### Selected excerpt ###

Railway Electric Engine

Because the locomotive body, chassis, etc., is earthed to at least one of the running rails.

Because the return path for the 25 kV source is to the overhead electrified wire that the train connects to.

To receive the shock you refer to would require you to come in contact to both sides of the "circuit". Meaning the grounded train body, as pointed out by Mr. Slack, and the other, overhead, conductor.

The source of the power to the load the motor is isolated from the chassis. The chassis is ground through the track as posted above by PWSlack.

This video demonstrates the above comments:

http://www.ebaumsworld.com/video/watch/80647311/

Definitely a candidate for a Darwin Award.

Hi stager.vasu,

This is an interesting question because although it is fairly obvious that the rails form the return side of the circuit there is the issue of maintaining continuity under all conditions, to avoid a large potential difference occurring between the body of the train and 'terra firma'. Depending on the design of the loco or power cars there are several methods of creating the current return which avoid putting electricity through the axle bearings whilst providing the lowest resistance path back to the track.

As power demands rise the designers of high speed and therefore high energy traction systems (5MVA) are facing a variety of continuity problems and both pantograph dynamics and continuity issues are of paramount importance to the success and reliability of these trains.

Massey.

Rgards.

Let me add:

1.) All the rail-lengths are But-welded to maintain Electrical-continuity.

### Records ###

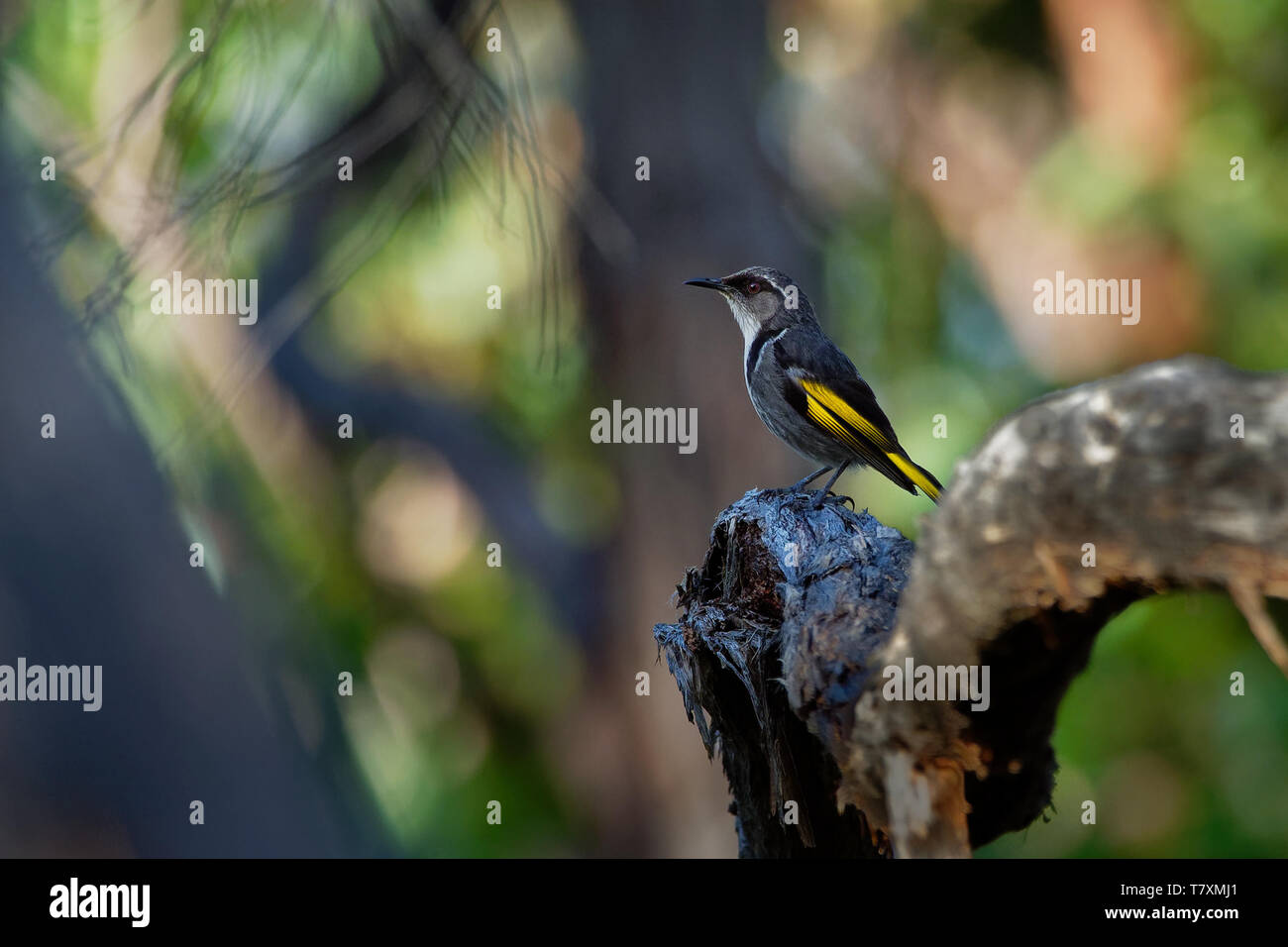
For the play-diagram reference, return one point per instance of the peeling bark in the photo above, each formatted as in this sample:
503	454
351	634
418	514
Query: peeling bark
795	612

###
### Records ###

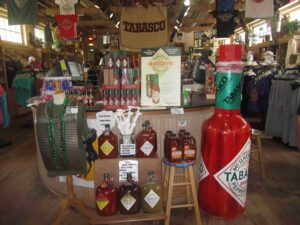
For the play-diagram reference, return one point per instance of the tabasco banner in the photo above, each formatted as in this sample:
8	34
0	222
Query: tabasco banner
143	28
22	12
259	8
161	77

###

#### Task requirements:
1. In the forum thread on railway electric engines, what power rating is given for high speed, high energy traction systems?
2. List every personal name or forum username that appears in the thread on railway electric engines.

#### Responses in order:
1. 5MVA

2. Mr. Slack, PWSlack, stager.vasu, Massey